- **Aim of the exercise**: Show every line below where "first" can be found.

(Records drawn from a dataset)
====================

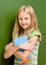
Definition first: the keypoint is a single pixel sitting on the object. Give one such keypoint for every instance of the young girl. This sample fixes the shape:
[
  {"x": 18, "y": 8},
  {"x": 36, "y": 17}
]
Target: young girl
[{"x": 25, "y": 24}]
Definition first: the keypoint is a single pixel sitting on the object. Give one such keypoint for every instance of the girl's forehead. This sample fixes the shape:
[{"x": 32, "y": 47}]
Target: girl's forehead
[{"x": 23, "y": 14}]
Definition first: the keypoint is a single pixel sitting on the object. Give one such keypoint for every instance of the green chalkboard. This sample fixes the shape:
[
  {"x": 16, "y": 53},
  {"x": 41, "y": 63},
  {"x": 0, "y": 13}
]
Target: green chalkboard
[{"x": 8, "y": 9}]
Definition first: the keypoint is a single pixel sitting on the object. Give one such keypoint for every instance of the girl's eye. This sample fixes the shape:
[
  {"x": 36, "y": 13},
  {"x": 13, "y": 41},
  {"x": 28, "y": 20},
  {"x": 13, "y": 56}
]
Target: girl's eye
[
  {"x": 26, "y": 18},
  {"x": 20, "y": 18}
]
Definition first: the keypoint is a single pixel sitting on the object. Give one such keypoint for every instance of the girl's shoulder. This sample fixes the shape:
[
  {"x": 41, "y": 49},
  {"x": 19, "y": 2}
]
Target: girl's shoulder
[{"x": 35, "y": 33}]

====================

- **Reply**:
Definition first: the keypoint is a single pixel sitting on the object. Give one such keypoint for every instance of the young girl. This sample fixes the shape:
Definition first: the keypoint is a single pixel sitting on the object. Give one such keypoint for every instance of the girl's forehead. This sample fixes the shape:
Definition first: the keypoint is a single pixel sitting on the object. Give one such keypoint for every instance of the green chalkboard. This sample fixes the shape:
Definition first: the keypoint is a single pixel sitting on the object. Give one such keypoint for every instance of the girl's eye. This sample fixes the shape:
Definition first: the keypoint is a single pixel sitting on the object. Give one such keypoint for every instance of the girl's shoulder. This sample fixes the shape:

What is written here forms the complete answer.